THE PROBLEM: From the text on the Itelmens below, extract everything from "The Itelmen had" down to "Itelmen in Russia.", and copy it word for word.

PAGE:
-------------------------

Itelmens

Itelmen
Alternative name:
Kamchadal

An Itelmen (1862)
Total population
3,211
Regions with significant populations
 Russia
 Kamchatka Krai
3,193[1]
 Ukraine 18[2]
Languages
Itelmen, Russian
Religion
Polytheism, Shamanism, Russian Orthodoxy
Related ethnic groups
Chukchi, Koryaks

The Itelmen, sometimes known as Kamchadal, are an ethnic group who are the original inhabitants living on the Kamchatka Peninsula in Russia. The Itelmen language (ethnonym: Itelmen) is distantly related to Chukchi and Koryak, forming the Chukotko-Kamchatkan language family, but it is now virtually extinct, the vast majority of ethnic Itelmens being native speakers of Russian. A. P. Volodin has published a grammar of the Itelmen language.

The Itelmen had a substantial hunter-gatherer and fishing society with up to fifty thousand natives inhabiting the peninsula before they were decimated by the Cossack conquest in the 18th century.

So much intermarriage took place between the natives and the Cossacks that Kamchadal now refers to the majority mixed population, and the term Itelmens at some point became reserved for persistent speakers of the Itelmen language. By 1993, there were less than 100 elderly speakers of the language left, but some 2,400 people considered themselves ethnic Itelmen in the 1989 census. By 2002, this number had risen to 3,180, and there are attempts at reviving the language. According to the 2010 census, there were 3,193 Itelmen in Russia.

Ethnographic maps shows the Itlemens as residing primarily in the valley of the Kamchatka River in the middle of the peninsula.[3] One of the few sources describing the Itelmen prior to total assimilation with the Russians is that of Georg Wilhelm Steller, who accompanied Vitus Bering on his Great Northern Expedition (Second Expedition to Kamchatka).

-------------------------

DATA:
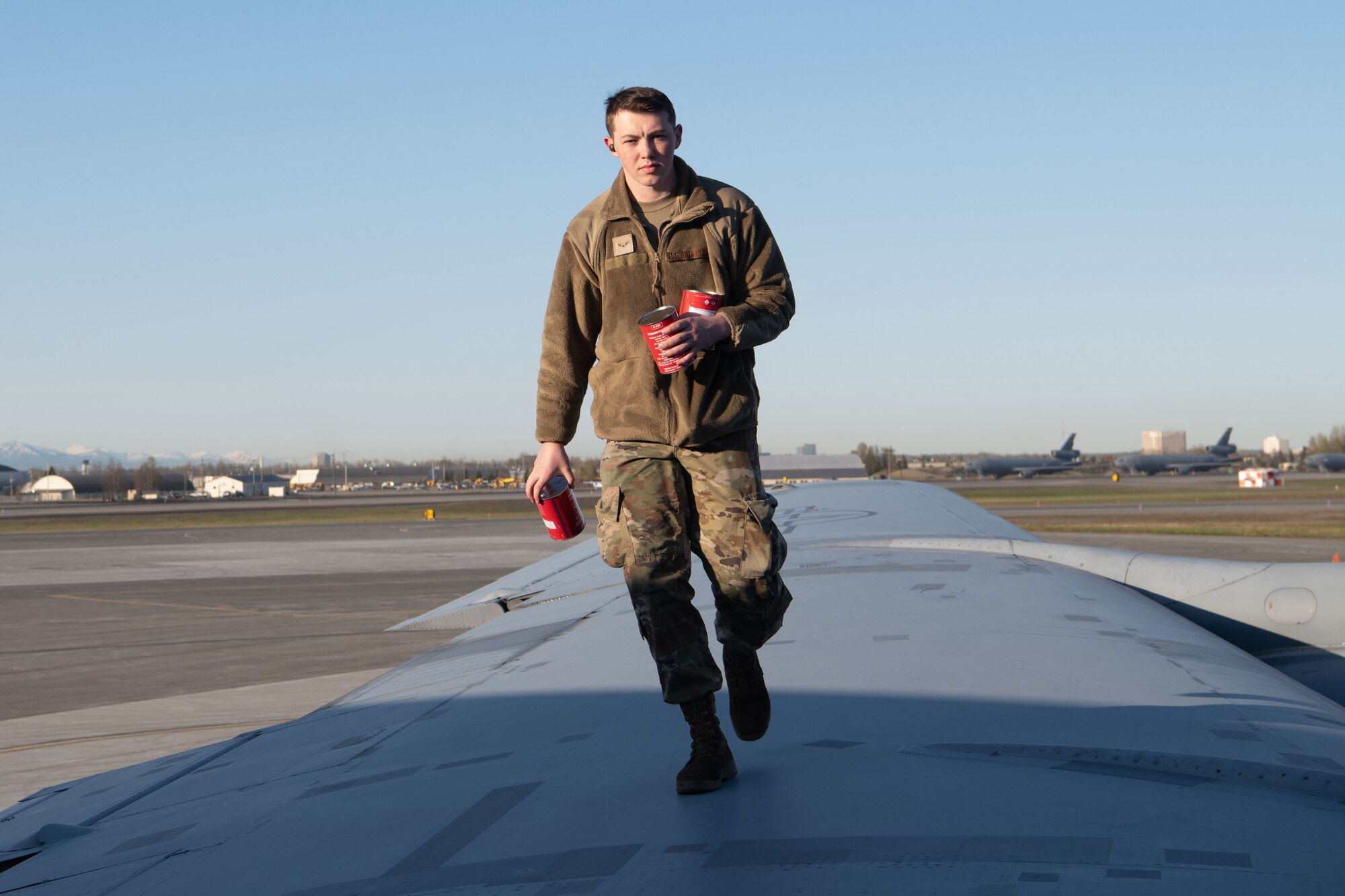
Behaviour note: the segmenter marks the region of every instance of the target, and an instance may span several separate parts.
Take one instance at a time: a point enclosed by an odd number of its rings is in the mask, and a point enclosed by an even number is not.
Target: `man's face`
[[[621,160],[632,192],[667,194],[677,188],[672,151],[682,145],[682,125],[674,126],[666,112],[621,109],[612,116],[612,136],[603,137],[603,143]]]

-------------------------

FINISHED ANSWER:
The Itelmen had a substantial hunter-gatherer and fishing society with up to fifty thousand natives inhabiting the peninsula before they were decimated by the Cossack conquest in the 18th century.

So much intermarriage took place between the natives and the Cossacks that Kamchadal now refers to the majority mixed population, and the term Itelmens at some point became reserved for persistent speakers of the Itelmen language. By 1993, there were less than 100 elderly speakers of the language left, but some 2,400 people considered themselves ethnic Itelmen in the 1989 census. By 2002, this number had risen to 3,180, and there are attempts at reviving the language. According to the 2010 census, there were 3,193 Itelmen in Russia.